__Data rows__

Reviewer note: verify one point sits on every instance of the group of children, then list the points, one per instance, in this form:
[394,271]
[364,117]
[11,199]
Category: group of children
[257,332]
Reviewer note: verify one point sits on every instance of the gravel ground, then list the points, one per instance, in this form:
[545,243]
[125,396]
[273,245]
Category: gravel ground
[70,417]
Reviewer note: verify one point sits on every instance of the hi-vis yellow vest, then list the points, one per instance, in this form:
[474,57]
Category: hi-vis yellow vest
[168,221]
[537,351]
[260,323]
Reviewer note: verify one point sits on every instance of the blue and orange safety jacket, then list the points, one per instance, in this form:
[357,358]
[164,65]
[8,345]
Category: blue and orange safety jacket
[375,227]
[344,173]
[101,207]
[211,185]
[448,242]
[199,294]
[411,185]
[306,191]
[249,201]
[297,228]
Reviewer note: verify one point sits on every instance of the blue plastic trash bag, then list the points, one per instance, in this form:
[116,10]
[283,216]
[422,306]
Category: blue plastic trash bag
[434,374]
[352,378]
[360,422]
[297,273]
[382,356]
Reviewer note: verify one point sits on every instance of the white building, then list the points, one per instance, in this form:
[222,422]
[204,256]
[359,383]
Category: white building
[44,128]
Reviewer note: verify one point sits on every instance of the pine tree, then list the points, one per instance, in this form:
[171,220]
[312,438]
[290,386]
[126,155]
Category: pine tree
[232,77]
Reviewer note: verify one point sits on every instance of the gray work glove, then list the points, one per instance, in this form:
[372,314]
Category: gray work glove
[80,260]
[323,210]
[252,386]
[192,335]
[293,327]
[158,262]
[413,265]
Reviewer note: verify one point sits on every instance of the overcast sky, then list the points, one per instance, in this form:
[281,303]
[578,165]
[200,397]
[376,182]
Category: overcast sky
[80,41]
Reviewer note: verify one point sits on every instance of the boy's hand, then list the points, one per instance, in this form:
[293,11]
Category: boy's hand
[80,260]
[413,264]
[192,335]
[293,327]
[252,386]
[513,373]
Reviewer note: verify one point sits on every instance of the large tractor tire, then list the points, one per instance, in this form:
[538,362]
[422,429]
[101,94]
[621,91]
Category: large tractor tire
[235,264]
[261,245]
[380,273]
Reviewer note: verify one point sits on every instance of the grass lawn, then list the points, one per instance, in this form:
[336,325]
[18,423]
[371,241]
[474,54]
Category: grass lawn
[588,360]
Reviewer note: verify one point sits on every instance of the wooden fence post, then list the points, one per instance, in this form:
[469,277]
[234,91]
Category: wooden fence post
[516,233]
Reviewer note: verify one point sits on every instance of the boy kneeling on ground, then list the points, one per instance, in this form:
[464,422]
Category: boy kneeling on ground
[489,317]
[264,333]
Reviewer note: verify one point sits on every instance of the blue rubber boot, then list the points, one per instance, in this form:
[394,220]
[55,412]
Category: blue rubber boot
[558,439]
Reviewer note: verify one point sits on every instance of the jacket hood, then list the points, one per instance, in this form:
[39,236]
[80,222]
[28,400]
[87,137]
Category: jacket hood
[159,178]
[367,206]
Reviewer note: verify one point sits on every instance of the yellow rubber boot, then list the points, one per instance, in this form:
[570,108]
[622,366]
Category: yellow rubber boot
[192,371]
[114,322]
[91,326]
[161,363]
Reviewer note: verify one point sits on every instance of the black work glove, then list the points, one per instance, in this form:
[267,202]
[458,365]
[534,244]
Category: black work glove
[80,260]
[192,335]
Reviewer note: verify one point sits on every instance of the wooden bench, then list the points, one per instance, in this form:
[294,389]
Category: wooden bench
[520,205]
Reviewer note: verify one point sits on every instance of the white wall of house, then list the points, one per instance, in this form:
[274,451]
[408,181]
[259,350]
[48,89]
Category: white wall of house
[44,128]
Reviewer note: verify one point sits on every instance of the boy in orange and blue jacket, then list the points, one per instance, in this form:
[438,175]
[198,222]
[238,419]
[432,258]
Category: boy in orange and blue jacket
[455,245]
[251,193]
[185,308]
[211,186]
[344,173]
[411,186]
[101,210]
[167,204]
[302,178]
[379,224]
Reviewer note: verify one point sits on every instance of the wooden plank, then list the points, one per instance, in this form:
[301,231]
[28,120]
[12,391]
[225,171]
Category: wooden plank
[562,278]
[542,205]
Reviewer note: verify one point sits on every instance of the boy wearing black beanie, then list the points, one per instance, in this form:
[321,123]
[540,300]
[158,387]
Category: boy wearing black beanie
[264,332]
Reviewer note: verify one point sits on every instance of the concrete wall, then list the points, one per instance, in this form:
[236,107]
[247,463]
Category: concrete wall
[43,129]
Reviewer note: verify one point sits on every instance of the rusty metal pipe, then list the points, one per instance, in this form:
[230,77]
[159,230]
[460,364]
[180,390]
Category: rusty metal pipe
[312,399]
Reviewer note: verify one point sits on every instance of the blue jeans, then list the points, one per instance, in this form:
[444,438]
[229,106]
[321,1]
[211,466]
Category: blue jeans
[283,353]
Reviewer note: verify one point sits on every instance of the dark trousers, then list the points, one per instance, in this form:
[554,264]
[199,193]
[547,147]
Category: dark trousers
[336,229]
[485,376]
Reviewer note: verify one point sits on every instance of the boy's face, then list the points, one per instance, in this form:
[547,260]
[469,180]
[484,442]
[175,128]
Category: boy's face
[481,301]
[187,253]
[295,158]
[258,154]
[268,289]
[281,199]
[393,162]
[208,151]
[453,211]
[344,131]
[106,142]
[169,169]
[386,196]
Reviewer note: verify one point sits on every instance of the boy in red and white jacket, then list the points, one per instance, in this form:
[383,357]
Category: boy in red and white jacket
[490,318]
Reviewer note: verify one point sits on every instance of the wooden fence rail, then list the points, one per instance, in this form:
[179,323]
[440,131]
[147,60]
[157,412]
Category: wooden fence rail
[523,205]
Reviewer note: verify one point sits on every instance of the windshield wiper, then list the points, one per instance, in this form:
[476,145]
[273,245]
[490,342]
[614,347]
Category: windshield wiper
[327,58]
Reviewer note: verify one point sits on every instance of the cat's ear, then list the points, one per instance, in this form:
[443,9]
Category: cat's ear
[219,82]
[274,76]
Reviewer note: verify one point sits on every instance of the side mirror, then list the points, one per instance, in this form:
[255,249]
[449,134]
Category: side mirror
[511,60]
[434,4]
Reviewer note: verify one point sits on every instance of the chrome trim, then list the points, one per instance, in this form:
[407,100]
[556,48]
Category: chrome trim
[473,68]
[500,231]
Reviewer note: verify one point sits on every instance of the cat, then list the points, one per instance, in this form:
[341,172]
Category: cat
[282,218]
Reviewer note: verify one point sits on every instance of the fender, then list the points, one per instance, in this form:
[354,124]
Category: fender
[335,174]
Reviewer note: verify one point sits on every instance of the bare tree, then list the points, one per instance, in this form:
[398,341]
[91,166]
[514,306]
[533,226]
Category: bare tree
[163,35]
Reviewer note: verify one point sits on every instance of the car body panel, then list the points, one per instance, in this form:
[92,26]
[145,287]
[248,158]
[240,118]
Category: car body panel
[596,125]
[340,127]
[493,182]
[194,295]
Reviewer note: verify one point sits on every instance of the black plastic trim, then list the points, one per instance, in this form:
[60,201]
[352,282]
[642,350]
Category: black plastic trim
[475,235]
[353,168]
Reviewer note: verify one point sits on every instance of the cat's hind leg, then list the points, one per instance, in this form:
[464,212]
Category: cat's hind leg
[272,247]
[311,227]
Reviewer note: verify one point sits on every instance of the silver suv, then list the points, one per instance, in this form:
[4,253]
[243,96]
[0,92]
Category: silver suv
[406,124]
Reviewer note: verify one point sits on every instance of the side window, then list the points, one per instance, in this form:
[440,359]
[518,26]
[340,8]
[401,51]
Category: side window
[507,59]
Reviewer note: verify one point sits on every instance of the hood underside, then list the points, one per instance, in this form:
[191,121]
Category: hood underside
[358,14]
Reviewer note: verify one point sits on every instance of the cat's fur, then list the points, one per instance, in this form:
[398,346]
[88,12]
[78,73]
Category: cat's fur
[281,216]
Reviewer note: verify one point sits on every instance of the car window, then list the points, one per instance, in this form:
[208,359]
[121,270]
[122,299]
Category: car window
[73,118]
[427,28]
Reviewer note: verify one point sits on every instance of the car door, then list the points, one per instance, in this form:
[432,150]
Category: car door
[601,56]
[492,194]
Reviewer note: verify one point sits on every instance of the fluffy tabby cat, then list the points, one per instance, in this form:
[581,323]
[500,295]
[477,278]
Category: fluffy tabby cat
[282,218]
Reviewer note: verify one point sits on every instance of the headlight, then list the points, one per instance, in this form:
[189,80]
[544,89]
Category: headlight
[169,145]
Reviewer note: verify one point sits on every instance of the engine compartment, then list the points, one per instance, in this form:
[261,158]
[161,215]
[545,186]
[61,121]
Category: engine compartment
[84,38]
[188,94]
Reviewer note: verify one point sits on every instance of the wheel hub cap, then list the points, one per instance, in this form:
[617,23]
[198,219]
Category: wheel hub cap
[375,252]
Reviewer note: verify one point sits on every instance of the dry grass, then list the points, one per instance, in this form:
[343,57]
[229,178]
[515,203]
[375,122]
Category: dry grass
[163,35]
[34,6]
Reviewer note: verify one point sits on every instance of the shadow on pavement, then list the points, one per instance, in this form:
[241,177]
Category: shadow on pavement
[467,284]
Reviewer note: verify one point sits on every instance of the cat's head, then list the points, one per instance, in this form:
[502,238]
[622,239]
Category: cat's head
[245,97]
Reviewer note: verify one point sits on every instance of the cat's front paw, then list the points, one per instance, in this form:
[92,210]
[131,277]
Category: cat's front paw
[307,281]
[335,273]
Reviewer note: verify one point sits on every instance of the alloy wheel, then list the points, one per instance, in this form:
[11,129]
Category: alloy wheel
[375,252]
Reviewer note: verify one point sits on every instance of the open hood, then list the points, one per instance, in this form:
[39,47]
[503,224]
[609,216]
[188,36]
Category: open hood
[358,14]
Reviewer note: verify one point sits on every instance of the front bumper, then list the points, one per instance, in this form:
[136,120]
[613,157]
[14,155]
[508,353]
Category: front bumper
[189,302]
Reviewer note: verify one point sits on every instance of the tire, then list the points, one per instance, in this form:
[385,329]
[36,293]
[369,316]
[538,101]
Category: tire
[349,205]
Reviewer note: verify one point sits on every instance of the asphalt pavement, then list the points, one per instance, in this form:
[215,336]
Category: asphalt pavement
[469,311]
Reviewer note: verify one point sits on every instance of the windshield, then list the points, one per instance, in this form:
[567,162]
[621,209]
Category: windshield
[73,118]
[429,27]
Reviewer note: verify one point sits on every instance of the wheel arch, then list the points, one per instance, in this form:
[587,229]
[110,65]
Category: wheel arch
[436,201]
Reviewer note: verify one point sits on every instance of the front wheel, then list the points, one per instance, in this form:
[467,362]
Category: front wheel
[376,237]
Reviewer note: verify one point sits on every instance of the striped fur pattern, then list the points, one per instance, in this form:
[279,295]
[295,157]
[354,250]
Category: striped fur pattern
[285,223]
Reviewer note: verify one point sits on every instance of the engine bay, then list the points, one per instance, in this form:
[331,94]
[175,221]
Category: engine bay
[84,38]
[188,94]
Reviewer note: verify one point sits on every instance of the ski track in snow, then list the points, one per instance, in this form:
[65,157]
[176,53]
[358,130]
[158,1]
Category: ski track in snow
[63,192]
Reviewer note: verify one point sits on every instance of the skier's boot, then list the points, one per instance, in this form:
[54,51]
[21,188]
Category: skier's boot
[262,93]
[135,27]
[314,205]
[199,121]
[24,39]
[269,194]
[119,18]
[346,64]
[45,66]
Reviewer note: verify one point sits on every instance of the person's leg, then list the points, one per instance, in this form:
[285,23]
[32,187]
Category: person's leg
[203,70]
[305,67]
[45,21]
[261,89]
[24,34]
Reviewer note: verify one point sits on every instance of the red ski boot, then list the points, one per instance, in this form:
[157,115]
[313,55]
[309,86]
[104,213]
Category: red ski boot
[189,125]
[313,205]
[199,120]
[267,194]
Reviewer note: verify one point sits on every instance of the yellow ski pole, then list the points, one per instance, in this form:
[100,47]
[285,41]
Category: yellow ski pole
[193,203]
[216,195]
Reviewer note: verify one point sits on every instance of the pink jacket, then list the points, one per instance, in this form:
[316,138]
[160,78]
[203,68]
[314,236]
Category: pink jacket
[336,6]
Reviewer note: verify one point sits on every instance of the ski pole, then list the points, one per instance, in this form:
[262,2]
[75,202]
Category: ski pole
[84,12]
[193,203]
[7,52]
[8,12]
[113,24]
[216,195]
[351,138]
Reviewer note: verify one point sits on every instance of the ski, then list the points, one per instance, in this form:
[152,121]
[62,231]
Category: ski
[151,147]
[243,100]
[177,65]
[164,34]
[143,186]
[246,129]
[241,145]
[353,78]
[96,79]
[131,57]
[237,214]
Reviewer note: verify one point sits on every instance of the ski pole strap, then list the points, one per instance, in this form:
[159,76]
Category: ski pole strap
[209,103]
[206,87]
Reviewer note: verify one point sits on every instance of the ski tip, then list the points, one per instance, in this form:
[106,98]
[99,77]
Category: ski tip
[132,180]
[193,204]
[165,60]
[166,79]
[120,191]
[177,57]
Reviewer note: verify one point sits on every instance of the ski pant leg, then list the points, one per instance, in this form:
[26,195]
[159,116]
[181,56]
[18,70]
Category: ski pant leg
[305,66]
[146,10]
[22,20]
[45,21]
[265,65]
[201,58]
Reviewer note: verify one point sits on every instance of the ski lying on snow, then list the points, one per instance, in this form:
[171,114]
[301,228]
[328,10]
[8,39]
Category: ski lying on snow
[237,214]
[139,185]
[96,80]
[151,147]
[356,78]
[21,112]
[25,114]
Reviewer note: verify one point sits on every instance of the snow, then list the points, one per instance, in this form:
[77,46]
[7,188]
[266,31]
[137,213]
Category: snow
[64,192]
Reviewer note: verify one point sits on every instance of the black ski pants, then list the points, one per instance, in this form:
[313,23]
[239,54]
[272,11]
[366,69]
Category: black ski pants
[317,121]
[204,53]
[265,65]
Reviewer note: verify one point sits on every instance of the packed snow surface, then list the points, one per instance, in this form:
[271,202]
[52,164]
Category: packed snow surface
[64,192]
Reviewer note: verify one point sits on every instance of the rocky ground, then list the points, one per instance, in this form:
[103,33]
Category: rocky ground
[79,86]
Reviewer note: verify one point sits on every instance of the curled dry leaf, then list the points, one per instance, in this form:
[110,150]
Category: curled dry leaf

__Aim__
Return, word for word, every line from the line with "ski tip, then" to the final line of the data.

__Answer below__
Reviewer note: verify one point sits on every instance of the ski tip, then list the points, one per instance, in this form:
[106,98]
[99,77]
Category: ski tip
[132,180]
[193,204]
[165,60]
[166,79]
[120,191]
[177,57]
Reviewer note: verify one point sits on every instance of the ski pant leg, then list the points, one per instance, in this form:
[26,195]
[159,116]
[181,56]
[18,70]
Category: ski pant leg
[305,66]
[146,10]
[22,20]
[45,21]
[265,65]
[201,58]
Reviewer note: verify one point sits on every instance of the ski lying on snow, then list the points, one per instance, in this form:
[171,114]
[301,228]
[328,10]
[8,39]
Category: ski lying on snow
[237,214]
[139,185]
[96,80]
[151,147]
[356,78]
[21,112]
[25,114]
Reviewer note: verify one point sits on every instance of the snow, then list the points, one per instance, in this form:
[77,46]
[7,188]
[266,31]
[137,213]
Category: snow
[64,192]
Reviewer note: verify one point sits on every instance of the black ski pants, then list the points, one per instance, in this form:
[313,23]
[239,54]
[272,11]
[366,69]
Category: black ski pants
[317,121]
[204,53]
[265,65]
Reviewer note: verify one point sits on every instance of the packed snow surface, then list the points, one per instance, in this form:
[271,202]
[52,164]
Category: packed snow surface
[64,192]
Reviewer note: verify one point sits on every instance of the rocky ground, then list the points, one per instance, in this form:
[103,33]
Category: rocky ground
[79,86]
Reviewer note: verify one point sits on every instance of the curled dry leaf, then list the points, one per instance, in this form:
[110,150]
Category: curled dry leaf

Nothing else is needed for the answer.